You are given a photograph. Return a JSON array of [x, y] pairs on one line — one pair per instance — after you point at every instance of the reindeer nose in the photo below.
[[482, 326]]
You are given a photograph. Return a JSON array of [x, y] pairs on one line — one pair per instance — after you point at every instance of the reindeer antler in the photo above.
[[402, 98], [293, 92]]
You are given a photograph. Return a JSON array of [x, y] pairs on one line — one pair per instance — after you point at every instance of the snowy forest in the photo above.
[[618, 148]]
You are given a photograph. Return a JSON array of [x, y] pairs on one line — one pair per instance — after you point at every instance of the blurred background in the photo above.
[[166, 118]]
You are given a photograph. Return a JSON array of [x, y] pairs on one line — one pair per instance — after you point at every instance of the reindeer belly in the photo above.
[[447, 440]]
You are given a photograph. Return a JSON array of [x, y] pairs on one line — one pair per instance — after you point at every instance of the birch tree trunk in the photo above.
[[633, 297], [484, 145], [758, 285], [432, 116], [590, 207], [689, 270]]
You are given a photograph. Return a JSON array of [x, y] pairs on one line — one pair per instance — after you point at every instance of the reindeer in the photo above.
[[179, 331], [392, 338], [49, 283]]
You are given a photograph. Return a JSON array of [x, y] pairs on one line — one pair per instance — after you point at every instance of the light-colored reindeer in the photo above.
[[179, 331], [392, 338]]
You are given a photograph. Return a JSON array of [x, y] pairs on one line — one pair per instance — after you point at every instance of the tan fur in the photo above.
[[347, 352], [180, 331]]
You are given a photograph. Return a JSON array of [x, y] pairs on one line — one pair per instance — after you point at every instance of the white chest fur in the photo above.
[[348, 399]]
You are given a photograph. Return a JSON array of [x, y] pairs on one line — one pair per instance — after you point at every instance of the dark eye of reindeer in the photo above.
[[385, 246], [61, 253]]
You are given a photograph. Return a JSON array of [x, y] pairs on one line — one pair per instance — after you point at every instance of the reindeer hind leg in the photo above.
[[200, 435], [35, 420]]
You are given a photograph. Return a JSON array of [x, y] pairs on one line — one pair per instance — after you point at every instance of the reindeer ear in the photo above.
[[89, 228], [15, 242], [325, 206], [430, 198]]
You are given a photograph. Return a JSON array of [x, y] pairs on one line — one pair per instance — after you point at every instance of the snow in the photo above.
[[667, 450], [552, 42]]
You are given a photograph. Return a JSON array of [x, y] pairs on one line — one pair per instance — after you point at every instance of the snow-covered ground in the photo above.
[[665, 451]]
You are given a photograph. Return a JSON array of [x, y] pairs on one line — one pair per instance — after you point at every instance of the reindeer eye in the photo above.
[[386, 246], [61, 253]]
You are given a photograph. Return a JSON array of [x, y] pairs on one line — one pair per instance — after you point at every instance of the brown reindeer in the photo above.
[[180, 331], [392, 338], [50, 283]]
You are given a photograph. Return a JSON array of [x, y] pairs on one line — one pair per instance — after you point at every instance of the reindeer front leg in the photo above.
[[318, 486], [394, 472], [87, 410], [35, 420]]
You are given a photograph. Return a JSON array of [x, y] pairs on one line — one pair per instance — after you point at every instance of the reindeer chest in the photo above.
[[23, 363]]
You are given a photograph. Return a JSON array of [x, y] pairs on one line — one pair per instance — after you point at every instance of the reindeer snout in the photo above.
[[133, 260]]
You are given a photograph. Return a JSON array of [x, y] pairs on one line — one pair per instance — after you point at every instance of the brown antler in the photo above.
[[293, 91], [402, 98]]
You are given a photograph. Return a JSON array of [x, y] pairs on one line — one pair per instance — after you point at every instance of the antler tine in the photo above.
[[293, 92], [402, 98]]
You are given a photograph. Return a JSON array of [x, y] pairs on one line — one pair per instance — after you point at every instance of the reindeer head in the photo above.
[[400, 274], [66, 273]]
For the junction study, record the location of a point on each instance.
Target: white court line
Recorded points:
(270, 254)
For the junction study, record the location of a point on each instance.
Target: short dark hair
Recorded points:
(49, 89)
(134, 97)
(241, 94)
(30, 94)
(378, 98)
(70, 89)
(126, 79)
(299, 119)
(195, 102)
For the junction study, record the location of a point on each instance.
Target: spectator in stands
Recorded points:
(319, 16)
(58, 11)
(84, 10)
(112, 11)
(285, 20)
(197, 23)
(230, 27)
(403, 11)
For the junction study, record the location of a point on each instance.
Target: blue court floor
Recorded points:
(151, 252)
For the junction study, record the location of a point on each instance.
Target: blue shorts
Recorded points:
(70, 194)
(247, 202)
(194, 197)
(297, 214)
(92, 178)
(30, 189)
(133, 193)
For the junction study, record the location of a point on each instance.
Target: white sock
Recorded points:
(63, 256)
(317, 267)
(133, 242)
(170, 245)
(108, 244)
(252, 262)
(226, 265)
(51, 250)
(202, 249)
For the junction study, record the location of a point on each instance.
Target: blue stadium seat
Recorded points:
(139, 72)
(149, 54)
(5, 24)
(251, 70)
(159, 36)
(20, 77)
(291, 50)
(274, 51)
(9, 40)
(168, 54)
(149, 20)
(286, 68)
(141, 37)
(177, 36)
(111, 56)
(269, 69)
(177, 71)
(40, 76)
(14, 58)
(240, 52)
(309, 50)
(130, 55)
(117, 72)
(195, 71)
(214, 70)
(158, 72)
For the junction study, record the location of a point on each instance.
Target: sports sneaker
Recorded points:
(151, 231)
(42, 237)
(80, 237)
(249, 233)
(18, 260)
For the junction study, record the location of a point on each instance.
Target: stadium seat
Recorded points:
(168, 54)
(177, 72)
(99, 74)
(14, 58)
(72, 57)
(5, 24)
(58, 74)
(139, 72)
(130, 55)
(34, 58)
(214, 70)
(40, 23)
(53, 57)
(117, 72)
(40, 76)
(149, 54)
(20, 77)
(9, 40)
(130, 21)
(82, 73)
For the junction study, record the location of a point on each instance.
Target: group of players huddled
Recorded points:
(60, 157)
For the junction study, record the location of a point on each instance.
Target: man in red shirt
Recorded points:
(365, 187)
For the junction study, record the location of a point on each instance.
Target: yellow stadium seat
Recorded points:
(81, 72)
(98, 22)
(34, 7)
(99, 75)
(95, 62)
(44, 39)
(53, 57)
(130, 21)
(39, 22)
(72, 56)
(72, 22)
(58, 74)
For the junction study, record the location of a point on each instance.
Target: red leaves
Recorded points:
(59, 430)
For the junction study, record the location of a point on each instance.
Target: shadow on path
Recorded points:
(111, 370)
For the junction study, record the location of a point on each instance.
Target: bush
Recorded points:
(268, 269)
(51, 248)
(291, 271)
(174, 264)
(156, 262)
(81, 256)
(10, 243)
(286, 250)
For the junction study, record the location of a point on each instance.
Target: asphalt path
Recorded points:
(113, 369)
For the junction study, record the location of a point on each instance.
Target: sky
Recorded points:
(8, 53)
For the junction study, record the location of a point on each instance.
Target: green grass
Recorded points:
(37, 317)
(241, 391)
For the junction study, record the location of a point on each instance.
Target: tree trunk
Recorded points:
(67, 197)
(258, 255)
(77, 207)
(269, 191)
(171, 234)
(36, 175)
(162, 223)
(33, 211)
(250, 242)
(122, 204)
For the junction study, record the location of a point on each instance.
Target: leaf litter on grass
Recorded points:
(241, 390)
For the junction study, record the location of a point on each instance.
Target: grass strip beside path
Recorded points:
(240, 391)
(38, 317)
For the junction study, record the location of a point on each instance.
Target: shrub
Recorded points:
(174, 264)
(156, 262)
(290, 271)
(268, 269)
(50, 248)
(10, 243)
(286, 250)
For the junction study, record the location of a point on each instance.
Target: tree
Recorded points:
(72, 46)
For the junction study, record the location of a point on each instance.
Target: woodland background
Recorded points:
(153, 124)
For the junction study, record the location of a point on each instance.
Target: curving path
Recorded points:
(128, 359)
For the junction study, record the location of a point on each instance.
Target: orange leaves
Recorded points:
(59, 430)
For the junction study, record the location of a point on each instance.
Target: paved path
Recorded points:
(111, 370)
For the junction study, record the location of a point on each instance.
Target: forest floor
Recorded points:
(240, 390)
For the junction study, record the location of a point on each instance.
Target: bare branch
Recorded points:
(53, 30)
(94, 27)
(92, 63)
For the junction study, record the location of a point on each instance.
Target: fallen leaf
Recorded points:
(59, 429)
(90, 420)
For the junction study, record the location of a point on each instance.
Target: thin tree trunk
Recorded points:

WORK ORDER
All lines from the one with "Target: curving path" to the end of the entries above are to be written out exactly, the first and last included.

SOLUTION TO THIS EXERCISE
Target: curving path
Recorded points:
(128, 359)
For the junction study, record the location of a point on each instance.
Target: orange leaves
Recorded points:
(59, 430)
For the junction study, record the location of a point on each instance.
Target: paved path
Recorded points:
(111, 370)
For the junction study, record the location of a point on each instance.
Target: forest floor
Recorded points:
(240, 390)
For the junction study, record the location of a point on each instance.
Target: bare branch
Recorded points:
(53, 30)
(94, 27)
(92, 63)
For the junction study, record the location of a point on each instance.
Target: fallen leaf
Recorded points:
(59, 429)
(90, 420)
For the junction study, record the location of a point on each instance.
Target: thin tree trunk
Recorded points:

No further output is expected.